### [PROBLEM TO SOLVE]
Extract the text of each entry below exactly, leaving every image behind.

### [THE RECORDS]
╔══
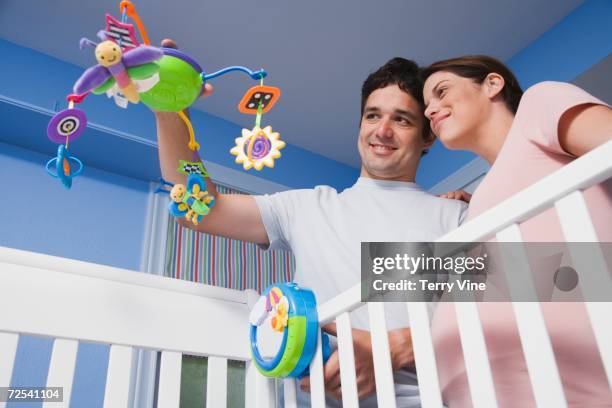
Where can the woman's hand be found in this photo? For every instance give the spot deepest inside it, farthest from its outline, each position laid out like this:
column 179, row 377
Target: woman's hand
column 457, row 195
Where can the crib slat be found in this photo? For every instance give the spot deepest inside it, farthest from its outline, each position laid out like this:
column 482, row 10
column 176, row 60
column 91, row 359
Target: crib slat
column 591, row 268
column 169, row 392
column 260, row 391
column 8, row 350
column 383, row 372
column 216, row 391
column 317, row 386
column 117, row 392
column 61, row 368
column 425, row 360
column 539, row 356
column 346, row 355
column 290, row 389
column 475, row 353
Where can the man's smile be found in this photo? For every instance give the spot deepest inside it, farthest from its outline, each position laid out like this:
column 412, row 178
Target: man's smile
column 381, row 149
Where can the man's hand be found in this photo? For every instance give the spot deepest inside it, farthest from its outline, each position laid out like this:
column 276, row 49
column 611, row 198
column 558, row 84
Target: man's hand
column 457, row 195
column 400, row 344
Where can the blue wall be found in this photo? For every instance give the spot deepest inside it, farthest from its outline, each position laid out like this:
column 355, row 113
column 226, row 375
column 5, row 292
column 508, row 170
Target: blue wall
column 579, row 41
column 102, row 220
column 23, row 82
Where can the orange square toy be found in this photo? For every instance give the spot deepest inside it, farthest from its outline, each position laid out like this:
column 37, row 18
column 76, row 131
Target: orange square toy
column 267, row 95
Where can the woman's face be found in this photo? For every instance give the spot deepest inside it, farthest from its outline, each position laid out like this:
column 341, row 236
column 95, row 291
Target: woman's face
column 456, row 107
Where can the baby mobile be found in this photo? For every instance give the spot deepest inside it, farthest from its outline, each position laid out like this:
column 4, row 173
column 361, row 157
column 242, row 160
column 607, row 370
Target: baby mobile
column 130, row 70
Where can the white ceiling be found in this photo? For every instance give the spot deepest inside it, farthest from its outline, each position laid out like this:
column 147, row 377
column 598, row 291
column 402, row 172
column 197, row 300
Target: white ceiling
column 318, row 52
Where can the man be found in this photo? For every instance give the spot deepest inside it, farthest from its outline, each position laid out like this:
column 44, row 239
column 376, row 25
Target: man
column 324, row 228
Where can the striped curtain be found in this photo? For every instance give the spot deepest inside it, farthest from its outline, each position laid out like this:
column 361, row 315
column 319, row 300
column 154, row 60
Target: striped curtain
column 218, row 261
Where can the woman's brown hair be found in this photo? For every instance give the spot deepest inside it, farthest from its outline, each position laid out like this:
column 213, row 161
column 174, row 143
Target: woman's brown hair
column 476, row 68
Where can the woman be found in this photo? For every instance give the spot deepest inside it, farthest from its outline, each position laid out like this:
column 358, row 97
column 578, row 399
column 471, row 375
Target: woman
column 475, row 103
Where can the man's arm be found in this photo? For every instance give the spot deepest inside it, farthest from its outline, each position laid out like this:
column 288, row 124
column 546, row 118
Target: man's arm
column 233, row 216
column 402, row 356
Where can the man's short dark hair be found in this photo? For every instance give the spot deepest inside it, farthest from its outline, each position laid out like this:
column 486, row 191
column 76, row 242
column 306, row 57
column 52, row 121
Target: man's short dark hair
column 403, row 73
╚══
### [RESULT]
Where can the woman's hand be found in this photo? For every instance give the spot deepest inside it, farthest from its outline, each position laid out like this:
column 179, row 377
Target: woman's hand
column 457, row 195
Where can the crib slat be found in this photo? For every instance give the spot deepest inside it, farthest from its outline, each position laid out like this:
column 482, row 10
column 176, row 60
column 91, row 359
Target: crib slat
column 591, row 268
column 169, row 392
column 260, row 391
column 8, row 350
column 383, row 372
column 216, row 391
column 317, row 386
column 117, row 392
column 61, row 368
column 425, row 360
column 539, row 356
column 346, row 355
column 290, row 389
column 475, row 353
Where can the man's smile be found in this photo? For every instance give the spot deepest inside it, farthest from its outline, each position laid out like this:
column 412, row 178
Target: man's smile
column 381, row 149
Where can the man's hand be found in this photo? For every instance give the spot deepest inside it, farthest from its outline, each position laid out like this:
column 276, row 49
column 611, row 198
column 558, row 84
Target: man's hand
column 457, row 195
column 400, row 344
Where can the blue wall be found in this photo? For every instance give the spot deepest inside it, farthest from its outline, each position laid out like this:
column 355, row 113
column 226, row 375
column 5, row 292
column 508, row 170
Target: blue wall
column 579, row 41
column 102, row 220
column 23, row 82
Where can the orange square toy be found in this photo? For every instance give the spot deepest inside it, farthest from its outline, each position laid out like this:
column 37, row 18
column 76, row 131
Target: orange square toy
column 267, row 95
Where can the woman's face be found in this photo? For every instance give the spot deepest inside it, farthest from its outline, each position laid out like this:
column 341, row 236
column 95, row 291
Target: woman's face
column 456, row 107
Where can the baby mobile be found in this photo? For every instance give the spot deepest inside it, farthest from its outline, each position laid out like this:
column 4, row 173
column 361, row 157
column 242, row 160
column 607, row 370
Target: baby mobile
column 130, row 70
Where can the white ceiling be found in this photo? For every instance give the spot deepest inside it, farthest from its outline, each position laid out like this:
column 147, row 377
column 598, row 291
column 402, row 172
column 197, row 300
Target: white ceiling
column 318, row 52
Where can the man be found in this photo? For every instance give the spot deepest inside it, farthest from its outline, each position laid out like this:
column 44, row 239
column 376, row 25
Target: man
column 324, row 228
Where can the striped curtain be found in this photo? For every instance give the spot deepest inside it, farthest from its outline, each position laid out like this:
column 361, row 315
column 319, row 300
column 154, row 60
Target: striped curtain
column 218, row 261
Where can the woman's brown hair be found in this photo? For every instance give the spot deepest inside it, farthest from its outline, each position laid out like this:
column 213, row 161
column 174, row 143
Target: woman's brown hair
column 476, row 68
Where can the woman be found in this photo? For every instance give the spot deepest inside it, farthest from its outline, each position laid out like this:
column 358, row 97
column 578, row 399
column 471, row 375
Target: woman
column 475, row 103
Where can the man's arm be found in this photo? For every instance give the spot deepest inside it, farthest from its outline, each position laid out like this:
column 288, row 124
column 546, row 118
Target: man's arm
column 233, row 216
column 402, row 356
Where can the man's short dark hair be found in this photo? For every instance give the spot deepest inside it, farthest from its outline, each position laid out like this:
column 486, row 191
column 76, row 242
column 306, row 57
column 52, row 121
Target: man's short dark hair
column 403, row 73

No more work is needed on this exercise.